» Text
•••••

Vivosun Mylar Grow Tent
For those who have the space and budget, a grow tent is an excellent way to control a plant’s external environment and receive the biggest yield possible. With a tent, you can monitor and modify temperature and humidity, provide access to grow lights, and use timers to automate the light cycle. Vivosun’s Mylar tent is a budget-friendly option to get you started. This particular tent is 48x24x60 inches and features an observation window so you can check on your plants without having to open the tent.
Feel Show Full Spectrum Grow Lights
Even low-light plants need some amount of light to grow. Of course, sunlight is the cheapest and easiest option, but not every living space has access to copious amounts of sunlight. If you are going to be gardening in a darker room or you live in an area where it’s often cloudy, a grow light may be necessary. This light from Feel Show is actually four lights in one, all situated on a tripod. You can easily adjust the position and intensity of the lights and alternate between three different light modes, depending on the light requirements of your plants.
Best beginner plants to grow indoors
When you’re first starting out with an indoor organic garden, you may want to stick with one or two beginner-friendly plant varieties. Trying too much too soon may get overwhelming, even if you have experience gardening outside. Once you’ve gone through a cycle or two with your starter plants, you can begin to expand your setup, if desired.

•••••

» Exercise prompt
Render this sentence from the indoor gardening text in Spanish: "Even low-light plants need some amount of light to grow."

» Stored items
•••••

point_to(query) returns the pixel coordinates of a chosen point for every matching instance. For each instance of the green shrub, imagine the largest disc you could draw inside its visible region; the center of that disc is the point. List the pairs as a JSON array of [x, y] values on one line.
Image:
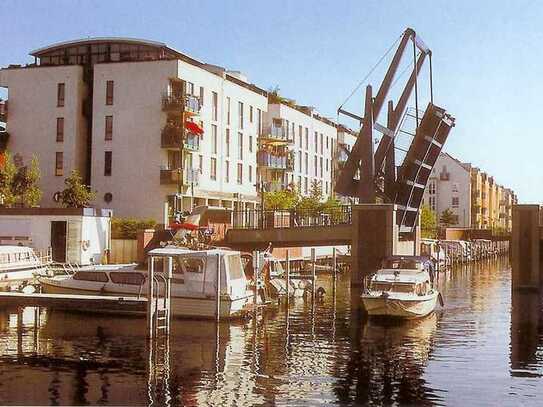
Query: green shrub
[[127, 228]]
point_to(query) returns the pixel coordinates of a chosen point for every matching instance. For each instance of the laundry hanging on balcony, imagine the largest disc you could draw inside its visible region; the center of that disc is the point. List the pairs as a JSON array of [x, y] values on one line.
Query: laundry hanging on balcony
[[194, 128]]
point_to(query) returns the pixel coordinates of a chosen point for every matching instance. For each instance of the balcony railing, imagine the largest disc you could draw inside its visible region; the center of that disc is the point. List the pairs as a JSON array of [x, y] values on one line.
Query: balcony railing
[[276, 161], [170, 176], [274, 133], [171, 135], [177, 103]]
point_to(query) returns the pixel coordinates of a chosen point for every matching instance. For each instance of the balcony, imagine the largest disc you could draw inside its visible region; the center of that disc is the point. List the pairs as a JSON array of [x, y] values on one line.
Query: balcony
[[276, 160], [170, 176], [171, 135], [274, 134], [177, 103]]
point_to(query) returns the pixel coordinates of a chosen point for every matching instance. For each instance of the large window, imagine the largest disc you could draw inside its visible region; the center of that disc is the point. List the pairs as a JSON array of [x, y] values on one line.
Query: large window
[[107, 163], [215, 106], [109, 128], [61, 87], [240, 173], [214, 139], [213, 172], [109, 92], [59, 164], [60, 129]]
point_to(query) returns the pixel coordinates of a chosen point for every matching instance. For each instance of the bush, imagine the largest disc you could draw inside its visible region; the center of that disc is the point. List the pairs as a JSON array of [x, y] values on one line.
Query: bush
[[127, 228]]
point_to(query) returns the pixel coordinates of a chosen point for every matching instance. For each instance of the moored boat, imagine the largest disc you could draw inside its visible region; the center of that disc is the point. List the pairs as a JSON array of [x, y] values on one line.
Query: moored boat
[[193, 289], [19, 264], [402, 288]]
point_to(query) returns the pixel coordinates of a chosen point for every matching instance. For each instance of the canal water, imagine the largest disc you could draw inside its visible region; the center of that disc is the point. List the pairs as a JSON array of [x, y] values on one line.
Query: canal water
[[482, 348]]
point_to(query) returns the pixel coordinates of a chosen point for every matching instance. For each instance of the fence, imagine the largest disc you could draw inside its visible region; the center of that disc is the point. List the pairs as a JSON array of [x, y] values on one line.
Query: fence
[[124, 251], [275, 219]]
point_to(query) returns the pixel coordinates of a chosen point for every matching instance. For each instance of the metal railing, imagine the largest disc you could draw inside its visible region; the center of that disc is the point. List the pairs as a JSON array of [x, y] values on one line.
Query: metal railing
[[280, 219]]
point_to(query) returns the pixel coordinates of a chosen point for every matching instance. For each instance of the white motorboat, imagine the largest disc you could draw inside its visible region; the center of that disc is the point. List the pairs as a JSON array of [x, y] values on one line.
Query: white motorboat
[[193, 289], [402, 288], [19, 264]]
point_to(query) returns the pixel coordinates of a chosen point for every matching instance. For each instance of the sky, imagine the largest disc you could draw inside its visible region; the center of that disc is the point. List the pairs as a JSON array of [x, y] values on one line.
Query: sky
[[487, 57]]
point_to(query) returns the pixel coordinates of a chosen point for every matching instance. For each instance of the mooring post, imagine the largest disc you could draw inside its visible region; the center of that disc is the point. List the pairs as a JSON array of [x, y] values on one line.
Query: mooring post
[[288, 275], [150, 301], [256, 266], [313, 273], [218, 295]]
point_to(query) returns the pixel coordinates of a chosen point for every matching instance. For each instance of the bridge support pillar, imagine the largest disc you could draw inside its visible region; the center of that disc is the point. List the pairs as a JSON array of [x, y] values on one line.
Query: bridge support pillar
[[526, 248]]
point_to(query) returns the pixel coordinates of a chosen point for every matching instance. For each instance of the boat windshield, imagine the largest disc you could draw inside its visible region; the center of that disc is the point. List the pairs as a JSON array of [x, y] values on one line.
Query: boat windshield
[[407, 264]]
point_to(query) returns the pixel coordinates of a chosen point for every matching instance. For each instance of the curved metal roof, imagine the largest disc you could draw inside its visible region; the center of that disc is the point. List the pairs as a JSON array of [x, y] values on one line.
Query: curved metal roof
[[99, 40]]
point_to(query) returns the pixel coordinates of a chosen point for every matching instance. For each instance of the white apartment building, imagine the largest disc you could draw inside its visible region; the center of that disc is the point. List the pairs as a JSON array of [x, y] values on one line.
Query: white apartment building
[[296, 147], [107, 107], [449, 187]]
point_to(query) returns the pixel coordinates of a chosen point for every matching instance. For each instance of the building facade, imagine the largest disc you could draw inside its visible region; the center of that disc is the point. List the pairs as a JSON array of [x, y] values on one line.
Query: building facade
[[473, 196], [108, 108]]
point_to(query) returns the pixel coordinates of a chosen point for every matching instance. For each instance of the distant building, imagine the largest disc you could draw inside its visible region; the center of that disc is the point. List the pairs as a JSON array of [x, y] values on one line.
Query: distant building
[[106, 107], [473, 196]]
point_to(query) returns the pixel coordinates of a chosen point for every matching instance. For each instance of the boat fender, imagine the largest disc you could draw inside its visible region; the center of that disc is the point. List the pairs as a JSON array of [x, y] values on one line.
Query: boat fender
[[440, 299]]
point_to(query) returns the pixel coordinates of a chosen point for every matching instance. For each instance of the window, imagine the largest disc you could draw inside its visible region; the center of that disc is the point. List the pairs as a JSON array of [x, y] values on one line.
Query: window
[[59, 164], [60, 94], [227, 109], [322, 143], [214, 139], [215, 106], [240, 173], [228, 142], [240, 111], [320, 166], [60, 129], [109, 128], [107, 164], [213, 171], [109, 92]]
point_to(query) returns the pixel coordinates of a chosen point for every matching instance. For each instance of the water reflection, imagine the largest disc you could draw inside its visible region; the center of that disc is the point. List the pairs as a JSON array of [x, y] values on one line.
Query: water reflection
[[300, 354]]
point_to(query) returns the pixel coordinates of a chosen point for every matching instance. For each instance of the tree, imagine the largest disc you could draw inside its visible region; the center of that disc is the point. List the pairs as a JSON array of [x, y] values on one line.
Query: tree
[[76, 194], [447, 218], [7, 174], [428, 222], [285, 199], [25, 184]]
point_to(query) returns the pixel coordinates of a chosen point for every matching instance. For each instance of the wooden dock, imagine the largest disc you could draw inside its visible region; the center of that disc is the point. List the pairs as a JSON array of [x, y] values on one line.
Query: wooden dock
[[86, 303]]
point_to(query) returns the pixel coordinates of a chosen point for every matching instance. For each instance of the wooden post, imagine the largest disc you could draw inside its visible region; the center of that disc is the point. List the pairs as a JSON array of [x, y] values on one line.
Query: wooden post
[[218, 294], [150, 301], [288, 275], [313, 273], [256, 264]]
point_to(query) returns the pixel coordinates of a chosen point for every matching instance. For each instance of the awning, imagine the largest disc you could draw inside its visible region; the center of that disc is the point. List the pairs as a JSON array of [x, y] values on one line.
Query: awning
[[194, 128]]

•••••

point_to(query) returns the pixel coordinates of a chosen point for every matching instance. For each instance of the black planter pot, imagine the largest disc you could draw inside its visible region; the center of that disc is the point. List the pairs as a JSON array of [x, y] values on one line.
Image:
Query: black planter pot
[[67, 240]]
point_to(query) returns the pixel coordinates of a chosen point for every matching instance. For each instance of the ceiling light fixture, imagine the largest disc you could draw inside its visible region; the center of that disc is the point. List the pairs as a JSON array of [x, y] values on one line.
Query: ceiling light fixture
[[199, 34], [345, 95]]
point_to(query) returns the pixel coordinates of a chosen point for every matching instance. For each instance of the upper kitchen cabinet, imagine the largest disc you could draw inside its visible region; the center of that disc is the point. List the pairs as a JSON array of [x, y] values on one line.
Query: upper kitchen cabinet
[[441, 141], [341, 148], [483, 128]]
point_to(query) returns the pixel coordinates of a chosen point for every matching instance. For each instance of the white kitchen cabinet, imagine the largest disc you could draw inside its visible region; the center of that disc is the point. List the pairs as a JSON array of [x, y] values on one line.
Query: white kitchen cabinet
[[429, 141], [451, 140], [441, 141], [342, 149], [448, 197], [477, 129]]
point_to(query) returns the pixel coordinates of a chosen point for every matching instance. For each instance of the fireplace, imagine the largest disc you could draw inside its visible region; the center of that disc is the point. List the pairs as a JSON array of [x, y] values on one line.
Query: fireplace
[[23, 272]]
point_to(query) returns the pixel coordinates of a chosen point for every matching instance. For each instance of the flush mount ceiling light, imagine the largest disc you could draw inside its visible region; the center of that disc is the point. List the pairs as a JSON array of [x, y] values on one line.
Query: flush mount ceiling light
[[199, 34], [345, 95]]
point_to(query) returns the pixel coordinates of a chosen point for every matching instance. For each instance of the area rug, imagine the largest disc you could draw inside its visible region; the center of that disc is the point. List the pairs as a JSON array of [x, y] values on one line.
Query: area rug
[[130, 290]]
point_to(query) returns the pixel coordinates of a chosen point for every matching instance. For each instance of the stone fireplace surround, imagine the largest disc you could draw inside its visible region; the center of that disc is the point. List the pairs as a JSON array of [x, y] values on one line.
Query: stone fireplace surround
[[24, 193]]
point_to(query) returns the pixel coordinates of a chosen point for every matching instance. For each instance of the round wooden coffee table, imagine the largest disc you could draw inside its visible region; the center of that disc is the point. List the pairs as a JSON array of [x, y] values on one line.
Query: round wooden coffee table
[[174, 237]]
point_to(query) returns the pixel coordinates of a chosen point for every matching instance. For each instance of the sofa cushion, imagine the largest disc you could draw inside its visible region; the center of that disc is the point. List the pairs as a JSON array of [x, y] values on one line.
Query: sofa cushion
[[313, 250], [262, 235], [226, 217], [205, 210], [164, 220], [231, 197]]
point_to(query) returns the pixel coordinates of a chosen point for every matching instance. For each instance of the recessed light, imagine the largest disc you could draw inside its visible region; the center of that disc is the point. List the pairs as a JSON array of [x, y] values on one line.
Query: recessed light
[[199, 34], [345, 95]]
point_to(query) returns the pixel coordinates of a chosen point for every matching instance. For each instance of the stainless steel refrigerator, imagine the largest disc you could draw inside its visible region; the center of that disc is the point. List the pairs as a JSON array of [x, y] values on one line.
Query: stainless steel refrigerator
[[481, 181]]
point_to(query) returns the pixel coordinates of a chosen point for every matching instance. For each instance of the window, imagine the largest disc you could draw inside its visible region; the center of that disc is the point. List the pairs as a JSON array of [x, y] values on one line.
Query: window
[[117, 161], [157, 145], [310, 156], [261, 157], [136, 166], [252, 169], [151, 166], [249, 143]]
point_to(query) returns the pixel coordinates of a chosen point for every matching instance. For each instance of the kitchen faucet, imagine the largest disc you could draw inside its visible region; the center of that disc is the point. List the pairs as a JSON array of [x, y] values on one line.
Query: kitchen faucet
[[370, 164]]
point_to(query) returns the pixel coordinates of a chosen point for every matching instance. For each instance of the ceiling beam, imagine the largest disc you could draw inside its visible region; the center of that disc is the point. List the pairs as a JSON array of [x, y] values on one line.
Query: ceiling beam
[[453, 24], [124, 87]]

•••••

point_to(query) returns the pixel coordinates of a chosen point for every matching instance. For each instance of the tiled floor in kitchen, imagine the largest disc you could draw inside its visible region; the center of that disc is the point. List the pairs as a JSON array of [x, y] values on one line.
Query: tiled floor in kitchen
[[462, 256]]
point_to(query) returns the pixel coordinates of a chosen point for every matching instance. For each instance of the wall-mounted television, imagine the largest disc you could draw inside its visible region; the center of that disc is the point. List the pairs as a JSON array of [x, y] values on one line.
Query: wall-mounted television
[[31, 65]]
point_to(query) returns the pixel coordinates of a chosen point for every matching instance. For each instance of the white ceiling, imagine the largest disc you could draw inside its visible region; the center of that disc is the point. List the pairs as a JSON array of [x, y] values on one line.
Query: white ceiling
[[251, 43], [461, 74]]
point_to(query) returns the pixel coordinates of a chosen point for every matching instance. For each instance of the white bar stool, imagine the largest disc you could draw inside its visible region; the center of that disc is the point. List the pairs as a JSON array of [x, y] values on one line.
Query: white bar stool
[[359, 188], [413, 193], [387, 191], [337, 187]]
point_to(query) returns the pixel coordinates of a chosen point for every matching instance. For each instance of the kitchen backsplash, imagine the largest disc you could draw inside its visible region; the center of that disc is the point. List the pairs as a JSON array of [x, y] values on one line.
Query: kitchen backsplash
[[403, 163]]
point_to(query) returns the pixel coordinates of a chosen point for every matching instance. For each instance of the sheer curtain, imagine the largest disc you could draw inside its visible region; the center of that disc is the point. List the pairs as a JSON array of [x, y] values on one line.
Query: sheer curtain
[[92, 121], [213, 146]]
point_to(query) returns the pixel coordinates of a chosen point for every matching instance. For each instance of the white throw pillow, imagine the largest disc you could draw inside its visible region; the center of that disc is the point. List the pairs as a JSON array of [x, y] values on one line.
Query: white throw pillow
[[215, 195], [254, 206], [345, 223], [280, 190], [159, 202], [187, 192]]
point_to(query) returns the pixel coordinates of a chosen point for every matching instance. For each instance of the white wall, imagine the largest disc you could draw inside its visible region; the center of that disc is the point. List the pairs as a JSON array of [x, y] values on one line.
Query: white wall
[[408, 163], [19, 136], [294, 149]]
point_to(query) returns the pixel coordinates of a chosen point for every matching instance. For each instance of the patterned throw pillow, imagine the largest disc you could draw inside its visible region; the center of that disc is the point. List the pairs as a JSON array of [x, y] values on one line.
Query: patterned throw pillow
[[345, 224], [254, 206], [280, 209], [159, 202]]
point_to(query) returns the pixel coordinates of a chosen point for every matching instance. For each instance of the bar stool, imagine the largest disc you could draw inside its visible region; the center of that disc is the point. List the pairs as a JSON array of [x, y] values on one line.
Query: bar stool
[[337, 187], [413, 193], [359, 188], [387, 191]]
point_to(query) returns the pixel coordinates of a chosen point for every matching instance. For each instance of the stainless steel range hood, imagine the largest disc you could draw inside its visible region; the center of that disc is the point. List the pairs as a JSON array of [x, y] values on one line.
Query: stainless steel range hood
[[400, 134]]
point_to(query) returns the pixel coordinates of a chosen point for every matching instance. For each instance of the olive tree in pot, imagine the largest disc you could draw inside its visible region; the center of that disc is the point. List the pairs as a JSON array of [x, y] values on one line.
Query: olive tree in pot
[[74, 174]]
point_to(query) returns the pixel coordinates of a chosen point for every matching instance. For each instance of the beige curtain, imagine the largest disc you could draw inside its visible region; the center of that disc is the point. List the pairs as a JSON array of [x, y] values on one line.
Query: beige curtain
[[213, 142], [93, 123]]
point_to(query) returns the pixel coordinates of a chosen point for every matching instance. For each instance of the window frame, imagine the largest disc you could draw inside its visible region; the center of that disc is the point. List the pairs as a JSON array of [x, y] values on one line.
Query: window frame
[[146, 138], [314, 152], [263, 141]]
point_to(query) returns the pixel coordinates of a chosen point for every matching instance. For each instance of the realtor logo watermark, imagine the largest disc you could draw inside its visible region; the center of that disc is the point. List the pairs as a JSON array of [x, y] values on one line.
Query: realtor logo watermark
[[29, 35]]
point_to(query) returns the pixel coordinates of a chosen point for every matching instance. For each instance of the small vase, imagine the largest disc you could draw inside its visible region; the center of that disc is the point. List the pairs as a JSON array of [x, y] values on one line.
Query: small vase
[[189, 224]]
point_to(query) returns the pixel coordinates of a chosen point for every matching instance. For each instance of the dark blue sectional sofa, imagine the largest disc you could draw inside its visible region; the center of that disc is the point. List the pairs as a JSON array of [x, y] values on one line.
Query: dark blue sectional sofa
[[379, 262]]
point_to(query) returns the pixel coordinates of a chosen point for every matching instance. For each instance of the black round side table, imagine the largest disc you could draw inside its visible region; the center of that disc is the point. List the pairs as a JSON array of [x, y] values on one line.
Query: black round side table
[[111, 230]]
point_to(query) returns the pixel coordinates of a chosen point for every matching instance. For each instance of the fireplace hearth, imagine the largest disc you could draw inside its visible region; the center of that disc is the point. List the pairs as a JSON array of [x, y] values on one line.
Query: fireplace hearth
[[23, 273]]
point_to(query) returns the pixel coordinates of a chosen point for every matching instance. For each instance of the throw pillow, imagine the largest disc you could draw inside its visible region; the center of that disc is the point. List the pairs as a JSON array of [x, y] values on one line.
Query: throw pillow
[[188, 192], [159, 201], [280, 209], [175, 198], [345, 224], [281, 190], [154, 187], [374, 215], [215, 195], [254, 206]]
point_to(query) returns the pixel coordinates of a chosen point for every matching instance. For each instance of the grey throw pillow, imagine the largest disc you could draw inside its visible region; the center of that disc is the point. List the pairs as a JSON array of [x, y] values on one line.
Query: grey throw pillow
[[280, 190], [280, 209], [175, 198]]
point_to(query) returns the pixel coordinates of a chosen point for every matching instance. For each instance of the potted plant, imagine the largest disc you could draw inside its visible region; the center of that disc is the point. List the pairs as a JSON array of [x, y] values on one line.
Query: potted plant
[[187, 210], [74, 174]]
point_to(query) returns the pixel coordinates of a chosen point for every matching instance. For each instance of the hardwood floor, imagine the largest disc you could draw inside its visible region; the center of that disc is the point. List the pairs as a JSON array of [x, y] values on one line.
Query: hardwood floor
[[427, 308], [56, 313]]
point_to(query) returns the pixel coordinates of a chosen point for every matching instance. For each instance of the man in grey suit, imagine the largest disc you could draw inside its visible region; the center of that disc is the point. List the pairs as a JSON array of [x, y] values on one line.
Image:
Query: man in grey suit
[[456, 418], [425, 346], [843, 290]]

•••••

» Answer to this problem
Incluso las plantas de poca luz necesitan cierta cantidad de luz para crecer.